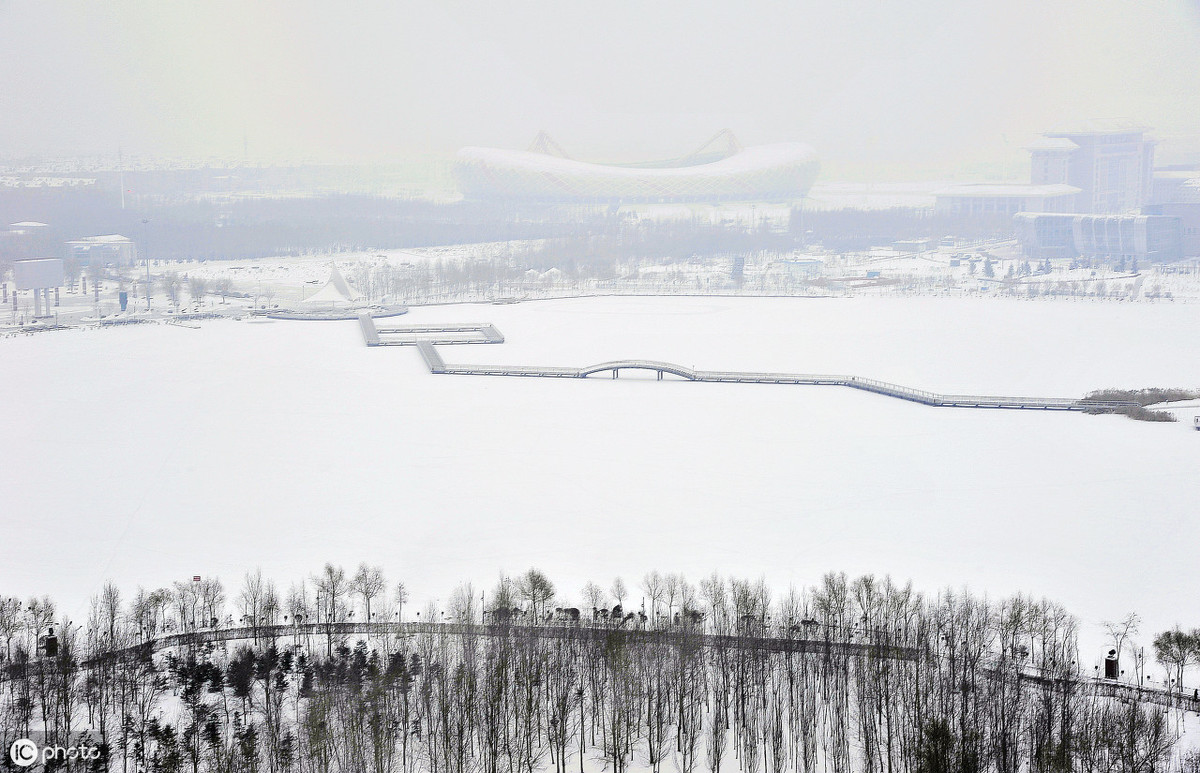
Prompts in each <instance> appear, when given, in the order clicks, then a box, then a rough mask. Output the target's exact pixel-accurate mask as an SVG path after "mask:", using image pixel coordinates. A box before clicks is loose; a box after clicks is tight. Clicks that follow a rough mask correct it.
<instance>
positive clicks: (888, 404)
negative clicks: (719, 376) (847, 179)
mask: <svg viewBox="0 0 1200 773" xmlns="http://www.w3.org/2000/svg"><path fill="white" fill-rule="evenodd" d="M1196 312H1198V307H1196V306H1195V305H1193V304H1105V302H1092V304H1078V302H1070V301H1063V300H1046V299H1039V300H1018V299H978V298H974V299H964V298H960V299H937V298H907V299H901V298H895V299H893V298H850V299H733V298H677V299H666V298H594V299H578V300H558V301H536V302H523V304H516V305H462V306H442V307H426V308H414V310H413V312H412V313H410V314H409V316H407V317H404V318H402V319H401V320H400V322H404V323H420V322H492V323H496V324H497V325H498V326H499V329H500V330H502V331H503V332H504V335H505V336H506V340H508V341H506V343H504V344H499V346H462V347H442V348H440V353H442V354H443V356H444V358H445V360H446V361H449V362H475V361H486V362H508V364H530V365H587V364H592V362H599V361H602V360H608V359H618V358H647V359H661V360H667V361H673V362H678V364H682V365H688V366H695V367H701V368H714V370H716V368H730V370H734V368H744V370H780V371H797V372H816V373H822V372H826V373H848V374H858V376H868V377H872V378H881V379H887V380H892V382H896V383H900V384H905V385H911V386H918V388H925V389H931V390H936V391H947V393H983V394H1001V395H1032V396H1068V397H1069V396H1080V395H1082V394H1084V393H1086V391H1088V390H1091V389H1098V388H1105V386H1128V388H1135V386H1192V388H1195V386H1198V385H1200V314H1198V313H1196ZM0 361H2V362H4V376H2V378H0V405H2V406H4V412H5V421H4V426H5V448H6V449H7V450H6V453H5V454H4V460H5V461H4V463H2V465H0V501H2V505H0V507H2V511H4V513H5V519H4V529H5V534H4V541H5V544H6V547H7V550H6V551H5V559H4V563H2V564H0V593H2V594H5V595H10V594H14V595H20V597H26V595H29V594H32V593H38V594H41V593H49V594H52V595H53V597H55V598H56V599H58V600H59V601H60V603H61V604H62V609H64V611H66V613H67V615H71V616H73V618H74V619H77V621H82V619H84V616H85V613H86V599H88V597H89V595H90V594H92V593H95V592H96V591H98V589H100V587H101V585H102V582H103V581H104V580H107V579H113V580H115V581H116V582H118V583H120V585H121V586H124V587H125V588H126V589H128V591H132V589H133V587H134V586H137V585H143V586H146V587H157V586H162V585H167V583H169V582H170V581H174V580H181V579H188V577H191V576H192V575H196V574H199V575H205V576H208V575H220V576H222V577H223V579H224V581H226V583H227V587H230V589H232V591H234V589H235V588H236V587H238V586H239V585H240V579H241V575H242V574H244V573H245V571H246V570H247V569H252V568H253V567H256V565H260V567H262V568H263V570H264V573H265V574H268V575H271V576H274V577H275V579H276V580H277V581H280V582H281V585H282V586H283V587H284V588H286V587H287V585H288V583H289V582H290V581H293V580H298V579H300V577H302V576H306V575H308V574H311V573H313V571H316V570H318V569H319V567H320V565H322V564H323V563H324V562H326V561H332V562H335V563H341V564H343V565H347V567H354V565H356V564H358V563H359V562H361V561H366V562H370V563H378V564H382V565H383V567H384V568H385V569H386V571H388V575H389V580H390V581H395V580H404V581H406V583H408V585H409V587H410V589H412V591H413V597H414V600H422V599H426V598H431V597H440V598H443V599H444V598H445V597H446V595H449V593H450V591H451V589H452V588H454V587H455V586H456V585H457V583H458V582H462V581H467V580H474V581H475V582H476V586H481V587H487V588H490V587H491V586H492V585H493V582H494V580H496V576H497V575H498V573H500V571H508V573H516V571H520V570H523V569H526V568H528V567H530V565H536V567H539V568H541V569H544V570H545V571H546V573H547V574H548V575H550V576H551V577H552V579H553V580H554V581H556V582H557V583H558V585H559V589H560V592H562V594H563V595H564V597H565V598H568V599H572V600H576V601H577V600H578V588H580V587H581V586H582V583H583V582H584V581H586V580H588V579H594V580H596V581H598V582H600V583H601V585H604V586H607V585H608V581H610V580H611V579H612V577H613V576H614V575H622V576H624V579H625V580H626V582H629V585H630V586H635V585H636V581H637V579H640V577H641V576H642V574H643V573H646V571H647V570H649V569H654V568H656V569H660V570H664V571H666V570H671V571H684V573H685V574H688V576H689V577H690V579H692V580H696V579H698V577H700V576H701V575H703V574H707V573H710V571H713V570H714V569H715V570H720V571H722V573H731V574H738V575H749V576H758V575H764V576H766V577H767V579H768V580H769V581H770V582H772V583H774V585H775V586H776V587H778V588H780V589H782V588H786V586H787V585H788V583H792V582H794V583H809V582H815V581H817V580H818V579H820V576H821V575H822V574H823V573H826V571H829V570H845V571H847V573H850V574H860V573H875V574H892V575H893V576H895V577H899V579H912V580H913V581H914V583H916V585H917V587H918V588H920V589H923V591H926V592H936V589H937V588H941V587H947V586H955V587H961V586H970V587H971V588H973V589H974V591H978V592H986V593H988V594H989V595H992V597H1000V595H1004V594H1010V593H1015V592H1028V593H1032V594H1036V595H1048V597H1051V598H1055V599H1057V600H1060V601H1062V603H1063V604H1064V605H1066V606H1067V607H1068V609H1070V610H1072V611H1074V612H1075V613H1076V615H1079V616H1080V617H1081V619H1082V622H1084V633H1085V642H1086V643H1087V645H1088V649H1087V651H1086V652H1085V660H1090V659H1091V658H1093V657H1098V655H1099V653H1100V648H1102V647H1103V643H1104V642H1103V641H1102V640H1100V634H1099V628H1098V623H1099V621H1102V619H1116V618H1118V617H1121V616H1123V615H1124V613H1126V612H1128V611H1132V610H1135V611H1138V612H1140V613H1141V615H1142V617H1144V618H1145V624H1144V625H1142V636H1141V637H1140V640H1141V642H1142V643H1145V645H1147V649H1148V640H1150V639H1151V636H1152V635H1153V633H1157V631H1159V630H1163V629H1165V628H1168V627H1171V625H1174V624H1176V623H1178V624H1181V625H1183V627H1184V628H1192V627H1200V612H1198V607H1196V605H1195V588H1196V582H1198V580H1200V561H1198V558H1200V556H1198V552H1200V522H1198V521H1196V519H1195V513H1196V505H1198V503H1200V474H1198V472H1196V469H1198V467H1196V460H1198V456H1200V454H1198V448H1200V447H1198V443H1200V432H1195V431H1194V430H1193V429H1192V419H1190V414H1188V415H1181V419H1182V421H1181V423H1178V424H1145V423H1136V421H1132V420H1128V419H1126V418H1121V417H1087V415H1078V414H1061V413H1039V412H1030V413H1024V412H991V411H967V409H948V408H929V407H924V406H919V405H912V403H906V402H901V401H896V400H892V399H887V397H882V396H876V395H869V394H862V393H854V391H851V390H847V389H841V388H808V386H785V385H754V384H706V383H690V382H682V380H671V379H668V380H665V382H661V383H660V382H655V380H654V379H653V374H649V377H648V378H646V377H641V378H640V377H636V376H635V374H632V373H626V374H624V376H623V377H622V378H620V379H619V380H616V382H614V380H612V379H610V378H607V377H599V378H592V379H587V380H574V379H571V380H556V379H518V378H486V377H454V376H431V374H430V373H428V372H427V371H426V370H425V367H424V366H422V364H421V360H420V358H419V355H418V353H416V352H415V350H413V349H410V348H374V349H368V348H367V347H365V346H364V344H362V340H361V336H360V332H359V329H358V325H356V323H313V322H265V320H254V322H250V320H245V322H239V320H211V322H206V323H203V324H200V326H199V329H191V328H182V326H175V325H138V326H132V328H127V329H112V330H109V329H106V330H96V329H77V330H66V331H55V332H48V334H41V335H37V336H22V337H11V338H2V340H0ZM1186 411H1187V408H1180V413H1181V414H1182V413H1183V412H1186Z"/></svg>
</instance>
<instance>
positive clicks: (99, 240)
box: [67, 234, 132, 245]
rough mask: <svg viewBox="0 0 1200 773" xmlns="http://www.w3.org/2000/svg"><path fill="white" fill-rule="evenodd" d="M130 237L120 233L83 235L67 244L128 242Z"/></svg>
mask: <svg viewBox="0 0 1200 773" xmlns="http://www.w3.org/2000/svg"><path fill="white" fill-rule="evenodd" d="M131 241H132V239H130V238H128V236H122V235H121V234H104V235H103V236H84V238H83V239H74V240H72V241H68V242H67V244H86V245H92V244H128V242H131Z"/></svg>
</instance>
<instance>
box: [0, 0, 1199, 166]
mask: <svg viewBox="0 0 1200 773" xmlns="http://www.w3.org/2000/svg"><path fill="white" fill-rule="evenodd" d="M1198 40H1200V6H1198V4H1196V2H1195V1H1194V0H1147V1H1145V2H1124V1H1122V0H1099V1H1097V0H1055V1H1051V2H1037V1H1032V0H1020V1H1015V2H985V1H974V0H968V1H966V2H960V1H956V0H919V1H918V2H905V4H894V2H878V1H874V0H848V1H846V2H829V4H823V2H797V4H779V2H763V1H758V0H754V1H750V2H726V4H712V2H704V4H694V2H677V1H668V2H654V4H642V2H626V1H619V2H607V4H602V5H599V4H560V2H516V4H485V2H430V4H414V2H362V4H353V5H349V6H343V5H341V4H332V2H307V1H305V2H256V4H245V2H234V1H224V0H218V1H216V2H203V4H199V2H186V4H175V2H169V4H161V2H128V1H125V0H118V1H114V2H34V1H24V0H6V1H5V2H2V4H0V114H4V115H5V116H7V118H6V120H5V121H4V122H2V125H0V149H2V152H4V155H6V156H18V157H19V156H26V155H42V154H49V155H94V154H95V155H104V156H114V155H115V154H116V151H118V148H121V149H122V150H124V152H125V154H127V155H143V156H172V157H180V156H184V157H209V156H217V157H234V158H240V157H241V156H242V151H244V139H245V149H248V154H250V157H251V158H253V160H266V161H275V162H277V161H287V160H290V161H300V160H316V161H347V160H352V161H364V160H389V158H407V157H413V156H422V155H426V154H452V152H454V151H455V150H456V149H457V148H458V146H462V145H473V144H484V145H499V146H523V145H524V144H527V143H528V142H529V138H530V137H532V136H533V134H534V133H535V132H536V131H539V130H542V128H545V130H547V131H550V133H551V134H552V136H554V137H556V138H558V139H559V142H562V143H563V144H564V145H565V146H568V148H569V149H570V150H572V151H574V152H576V154H578V155H580V156H581V157H593V158H601V160H644V158H656V157H671V156H673V155H678V154H680V152H685V151H686V150H689V149H691V148H692V146H694V145H696V144H698V143H701V142H703V139H704V138H706V137H707V136H708V134H707V133H706V131H707V130H708V127H713V131H715V130H716V128H720V127H725V126H728V127H733V128H736V130H737V132H738V134H739V137H740V138H742V139H743V140H744V142H746V143H750V144H755V143H763V142H784V140H797V139H799V140H803V142H808V143H811V144H812V145H814V146H817V148H820V150H821V154H822V157H823V158H824V160H826V162H827V164H828V166H829V167H830V168H833V169H839V168H845V169H846V175H852V176H856V178H862V179H868V178H869V176H870V175H869V173H868V172H869V170H868V164H870V166H871V168H874V172H875V174H876V175H880V176H884V178H887V176H894V175H895V172H894V170H893V169H894V168H899V169H905V170H918V172H922V173H924V174H925V175H932V176H934V178H935V179H942V178H946V176H948V175H950V174H954V173H955V172H956V170H960V168H961V167H962V166H970V164H996V166H1000V167H1001V168H1003V164H1004V163H1006V162H1008V163H1012V164H1013V167H1014V168H1015V166H1016V163H1018V162H1019V160H1020V158H1021V150H1020V149H1021V145H1022V144H1024V143H1026V142H1028V140H1030V139H1032V138H1033V137H1034V136H1036V134H1037V132H1039V131H1043V130H1046V128H1051V127H1057V126H1060V125H1068V124H1075V122H1078V121H1080V120H1086V119H1092V118H1097V116H1128V118H1133V119H1135V120H1139V121H1141V122H1144V124H1146V125H1150V126H1153V127H1154V130H1156V131H1157V132H1158V133H1159V136H1160V137H1162V138H1176V137H1177V138H1178V142H1177V143H1175V146H1172V144H1171V143H1164V151H1165V152H1180V154H1184V152H1192V154H1193V157H1194V154H1196V152H1198V151H1200V138H1198V136H1196V130H1195V120H1194V119H1195V115H1198V114H1200V46H1196V42H1198ZM701 127H703V128H701ZM910 174H911V172H910Z"/></svg>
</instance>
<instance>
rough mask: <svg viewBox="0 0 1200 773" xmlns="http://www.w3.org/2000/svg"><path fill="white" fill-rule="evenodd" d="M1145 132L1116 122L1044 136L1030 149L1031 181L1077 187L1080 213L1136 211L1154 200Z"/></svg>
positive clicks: (1102, 213) (1103, 122) (1076, 127)
mask: <svg viewBox="0 0 1200 773" xmlns="http://www.w3.org/2000/svg"><path fill="white" fill-rule="evenodd" d="M1146 131H1147V128H1146V127H1145V126H1139V125H1136V124H1134V122H1132V121H1127V120H1120V119H1116V120H1093V121H1087V122H1086V124H1085V125H1082V126H1079V127H1074V128H1072V130H1063V131H1052V132H1045V133H1044V134H1043V138H1042V139H1039V140H1038V142H1036V143H1033V144H1032V145H1030V148H1028V150H1030V152H1031V154H1032V160H1031V161H1032V168H1031V182H1032V184H1033V185H1070V186H1074V187H1076V188H1079V193H1078V194H1076V197H1075V208H1074V209H1075V211H1076V212H1091V214H1098V215H1117V214H1122V212H1133V211H1136V210H1139V209H1140V208H1141V206H1144V205H1145V204H1146V203H1147V202H1148V200H1150V191H1151V182H1152V179H1153V172H1154V140H1153V139H1152V138H1150V137H1147V136H1146Z"/></svg>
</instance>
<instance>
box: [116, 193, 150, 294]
mask: <svg viewBox="0 0 1200 773" xmlns="http://www.w3.org/2000/svg"><path fill="white" fill-rule="evenodd" d="M122 193H124V192H122ZM149 222H150V221H149V220H148V218H142V247H143V248H144V250H145V253H146V254H145V258H146V288H145V290H146V311H148V312H149V311H150V250H149V248H148V247H146V223H149Z"/></svg>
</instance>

━━━

[Work request]: Please rewrite the stretch from the start of the material through the line containing "negative clicks: (719, 376) (847, 179)", swapping "rough mask" for "coarse mask" and changing nothing else. Give only those lines, without the picture.

[Response area]:
Prompts in each <instance> appear, when given, in the order clicks, then a box, then a coarse mask. Output the target's exact pixel-accurate mask as an SVG path after "mask:", using image pixel coordinates. A box before clicks is loose; a box after clicks is tight. Clicks that follow a coarse mask correct it.
<instance>
positive clicks: (888, 404)
negative clicks: (719, 376) (847, 179)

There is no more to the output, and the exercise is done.